■ Brief:
Render each line of the entries below as a row in a Markdown table with two columns, "Row" for the line number and "Line" for the text. Omit blank lines and leave out the pictures.

■ Collected data:
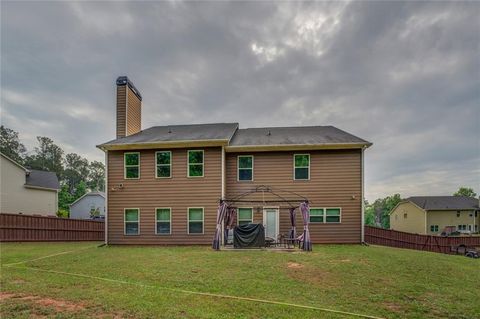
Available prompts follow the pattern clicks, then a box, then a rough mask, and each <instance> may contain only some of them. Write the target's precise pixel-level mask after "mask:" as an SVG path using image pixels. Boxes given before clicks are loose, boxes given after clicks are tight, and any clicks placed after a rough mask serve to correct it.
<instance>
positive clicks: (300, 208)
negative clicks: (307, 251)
mask: <svg viewBox="0 0 480 319" xmlns="http://www.w3.org/2000/svg"><path fill="white" fill-rule="evenodd" d="M300 211H301V212H302V218H303V242H302V249H303V250H306V251H311V250H312V241H311V239H310V231H309V230H308V223H309V222H310V206H309V205H308V202H307V201H305V202H302V203H301V204H300Z"/></svg>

■ Reply:
| Row | Line |
|---|---|
| 1 | Available prompts follow the pattern clicks, then a box, then a rough mask, and each <instance> may contain only some of them. Write the target's precise pixel-level mask after "mask:" as an SVG path using image pixels. Boxes given before clicks are loose, boxes given after clicks are tight, and any clicks placed after a rough mask serve to correct it. |
| 2 | <instance> |
| 3 | positive clicks: (300, 208) |
| 4 | negative clicks: (307, 251) |
| 5 | mask: <svg viewBox="0 0 480 319" xmlns="http://www.w3.org/2000/svg"><path fill="white" fill-rule="evenodd" d="M300 211H301V212H302V218H303V242H302V249H303V250H306V251H311V250H312V241H311V239H310V231H309V230H308V223H309V222H310V206H309V205H308V202H307V201H305V202H302V203H301V204H300Z"/></svg> |